Today, I battled it again.
The apartment that faces out into our garden has been gutted and rebuilt – just as Gecko had been. For months each morning, they were grinding down the walls – the open doorways exhaling that same dust into our garden in clouds. The work is slow and detailed, with so much care and effort – it makes the wooden houses in New England look like dollhouses. The scraps of rock and plaster from the house comes out in paint buckets, filled to the brim, then carried up and out and placed on the back of a truck (not what you’re thinking, most of you – it’s much smaller like a mini truck/tractor). The work is painstaking and heavy, but it lasts. Though the dust lasts longer.

Source records
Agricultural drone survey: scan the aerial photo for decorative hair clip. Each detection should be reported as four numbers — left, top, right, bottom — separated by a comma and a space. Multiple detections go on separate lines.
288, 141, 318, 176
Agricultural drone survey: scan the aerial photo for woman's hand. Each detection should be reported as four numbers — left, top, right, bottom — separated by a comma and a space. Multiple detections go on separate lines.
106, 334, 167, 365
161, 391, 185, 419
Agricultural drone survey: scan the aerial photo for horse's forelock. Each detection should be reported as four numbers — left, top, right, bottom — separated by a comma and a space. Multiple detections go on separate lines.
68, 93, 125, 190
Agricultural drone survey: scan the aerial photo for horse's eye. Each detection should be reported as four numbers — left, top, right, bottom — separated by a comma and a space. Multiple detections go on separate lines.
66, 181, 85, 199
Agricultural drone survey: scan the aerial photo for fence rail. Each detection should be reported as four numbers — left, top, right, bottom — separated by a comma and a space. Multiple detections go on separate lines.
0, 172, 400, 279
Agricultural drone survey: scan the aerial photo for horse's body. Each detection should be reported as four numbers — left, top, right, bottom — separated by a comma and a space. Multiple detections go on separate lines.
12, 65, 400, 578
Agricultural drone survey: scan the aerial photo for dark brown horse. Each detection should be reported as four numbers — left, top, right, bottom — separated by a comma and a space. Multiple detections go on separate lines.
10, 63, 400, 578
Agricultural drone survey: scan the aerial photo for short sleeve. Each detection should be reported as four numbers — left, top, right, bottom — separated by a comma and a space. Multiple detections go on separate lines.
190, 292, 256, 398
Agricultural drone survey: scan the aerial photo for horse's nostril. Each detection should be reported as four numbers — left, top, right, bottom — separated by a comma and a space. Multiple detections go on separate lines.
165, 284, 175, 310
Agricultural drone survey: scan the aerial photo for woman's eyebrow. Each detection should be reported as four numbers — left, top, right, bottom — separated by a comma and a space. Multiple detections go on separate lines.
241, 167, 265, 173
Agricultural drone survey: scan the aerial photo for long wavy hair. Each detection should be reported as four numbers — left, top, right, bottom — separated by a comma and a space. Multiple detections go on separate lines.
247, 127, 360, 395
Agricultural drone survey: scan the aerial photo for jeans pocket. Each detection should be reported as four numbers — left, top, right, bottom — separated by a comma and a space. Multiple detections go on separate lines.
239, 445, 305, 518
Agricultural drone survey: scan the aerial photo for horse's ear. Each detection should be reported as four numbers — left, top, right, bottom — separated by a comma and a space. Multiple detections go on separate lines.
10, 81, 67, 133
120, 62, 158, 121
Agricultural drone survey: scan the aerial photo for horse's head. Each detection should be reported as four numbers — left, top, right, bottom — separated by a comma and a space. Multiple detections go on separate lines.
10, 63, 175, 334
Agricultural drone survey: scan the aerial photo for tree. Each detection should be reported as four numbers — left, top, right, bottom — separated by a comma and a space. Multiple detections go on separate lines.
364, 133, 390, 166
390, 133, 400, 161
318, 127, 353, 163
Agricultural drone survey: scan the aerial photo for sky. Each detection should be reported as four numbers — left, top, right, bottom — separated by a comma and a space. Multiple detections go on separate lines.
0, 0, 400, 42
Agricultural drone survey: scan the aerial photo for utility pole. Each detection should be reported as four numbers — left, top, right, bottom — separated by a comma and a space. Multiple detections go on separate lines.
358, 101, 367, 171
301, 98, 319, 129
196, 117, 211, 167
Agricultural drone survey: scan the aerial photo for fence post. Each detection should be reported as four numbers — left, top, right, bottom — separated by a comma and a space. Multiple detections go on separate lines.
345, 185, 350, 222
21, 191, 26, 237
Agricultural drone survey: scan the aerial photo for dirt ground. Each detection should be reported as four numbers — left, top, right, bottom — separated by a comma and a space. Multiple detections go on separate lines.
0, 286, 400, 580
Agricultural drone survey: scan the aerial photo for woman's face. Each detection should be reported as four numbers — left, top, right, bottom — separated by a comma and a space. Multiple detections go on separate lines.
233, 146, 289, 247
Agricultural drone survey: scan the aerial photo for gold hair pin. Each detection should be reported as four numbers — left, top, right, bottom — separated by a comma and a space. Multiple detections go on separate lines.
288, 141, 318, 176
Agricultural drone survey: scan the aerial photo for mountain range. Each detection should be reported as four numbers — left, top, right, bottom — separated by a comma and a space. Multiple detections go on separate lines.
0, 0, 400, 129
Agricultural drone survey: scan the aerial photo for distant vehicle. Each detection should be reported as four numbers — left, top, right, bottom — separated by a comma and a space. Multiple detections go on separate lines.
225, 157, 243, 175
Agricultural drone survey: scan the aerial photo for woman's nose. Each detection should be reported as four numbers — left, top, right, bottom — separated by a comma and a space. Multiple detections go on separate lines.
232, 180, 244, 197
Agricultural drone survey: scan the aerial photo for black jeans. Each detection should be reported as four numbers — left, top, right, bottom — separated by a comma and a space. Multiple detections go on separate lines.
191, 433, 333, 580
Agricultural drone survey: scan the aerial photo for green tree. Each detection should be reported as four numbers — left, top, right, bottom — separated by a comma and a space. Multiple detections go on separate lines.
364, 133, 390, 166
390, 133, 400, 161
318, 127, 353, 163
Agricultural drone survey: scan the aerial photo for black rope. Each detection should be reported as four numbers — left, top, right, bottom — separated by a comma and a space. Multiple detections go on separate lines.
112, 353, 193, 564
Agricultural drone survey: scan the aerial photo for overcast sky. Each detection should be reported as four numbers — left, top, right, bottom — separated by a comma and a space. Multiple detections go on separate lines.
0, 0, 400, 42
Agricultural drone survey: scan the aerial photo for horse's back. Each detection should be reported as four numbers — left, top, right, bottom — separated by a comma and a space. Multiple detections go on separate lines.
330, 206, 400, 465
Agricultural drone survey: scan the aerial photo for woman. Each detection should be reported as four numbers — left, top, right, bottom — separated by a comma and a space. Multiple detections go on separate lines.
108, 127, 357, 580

== Tasks to complete ==
- A) In the renovation passage, what are the scraps of rock and plaster carried out of the house in?
- B) Please extend the passage about the apartment renovation, picking up right after its last sentence.

== Results for the exercise ==
- A) Paint buckets filled to the brim.

- B)
Each day, more work was done, and so just like at Gecko, I learned to deal with it. Our gym equipment became chalky – so did our bay leaves, and the terracotta walkway (that looks beautiful only after I wash it and wax it because it collects every atom of dirt possible otherwise). Today, I decided to start my battle against the Tuscan Dust – seeing that the guys put doors onto the apartment and painted the patio walls. I think it’s finally safe to start the detoxification process.
So this afternoon I spent my workout moving around the equipment and blasting everything with the hose, then a cleaner, then the hose again, and after that, I had the first layer of the grime off.
I am only exaggerating slightly.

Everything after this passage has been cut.